# YOUR INSTRUCTIONS
How many lines of the data contain the word "seed"? Give only that number.

Natural language region descriptions
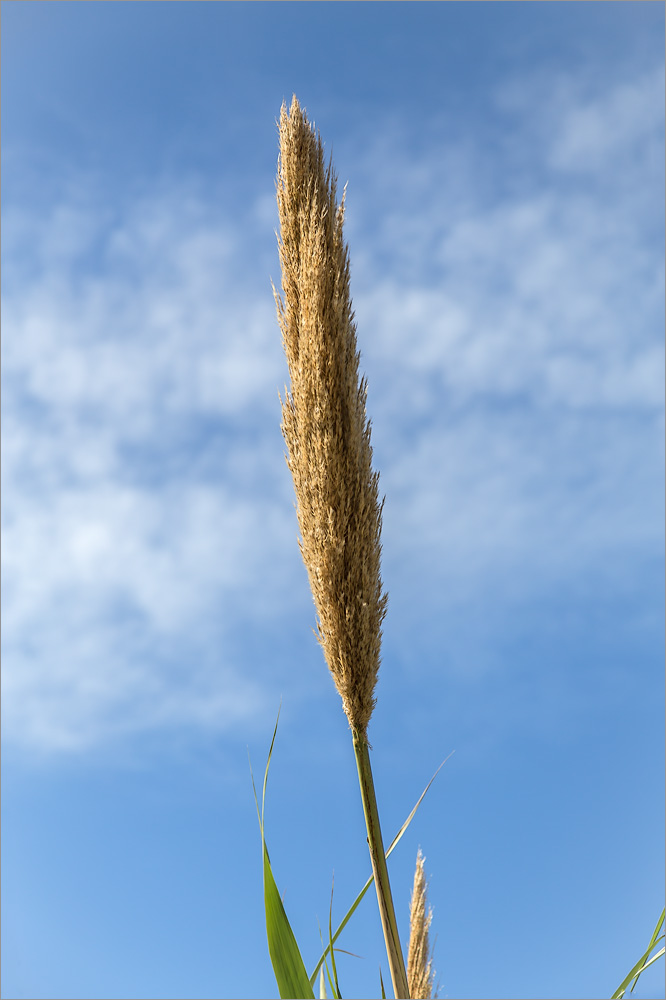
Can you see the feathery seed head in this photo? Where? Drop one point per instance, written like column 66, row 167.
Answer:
column 324, row 420
column 420, row 975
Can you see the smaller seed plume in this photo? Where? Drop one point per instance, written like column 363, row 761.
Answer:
column 420, row 975
column 324, row 419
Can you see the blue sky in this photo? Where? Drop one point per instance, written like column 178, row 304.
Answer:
column 505, row 214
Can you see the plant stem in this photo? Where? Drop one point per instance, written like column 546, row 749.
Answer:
column 380, row 871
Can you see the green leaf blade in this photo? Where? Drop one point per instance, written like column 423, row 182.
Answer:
column 288, row 966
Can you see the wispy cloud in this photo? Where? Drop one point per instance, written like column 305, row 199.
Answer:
column 510, row 322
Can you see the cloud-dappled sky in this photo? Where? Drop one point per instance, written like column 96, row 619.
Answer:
column 505, row 205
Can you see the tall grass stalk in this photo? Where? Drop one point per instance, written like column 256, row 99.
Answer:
column 329, row 455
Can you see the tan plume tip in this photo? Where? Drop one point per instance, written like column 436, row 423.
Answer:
column 324, row 419
column 420, row 974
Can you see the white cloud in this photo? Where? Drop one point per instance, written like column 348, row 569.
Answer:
column 512, row 339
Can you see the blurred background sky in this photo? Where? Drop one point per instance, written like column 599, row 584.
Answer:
column 505, row 208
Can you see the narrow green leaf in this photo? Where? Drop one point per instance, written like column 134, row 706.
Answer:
column 367, row 885
column 288, row 966
column 290, row 972
column 643, row 962
column 337, row 994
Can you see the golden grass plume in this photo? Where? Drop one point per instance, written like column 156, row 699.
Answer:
column 324, row 419
column 420, row 974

# EXERCISE SOLUTION
2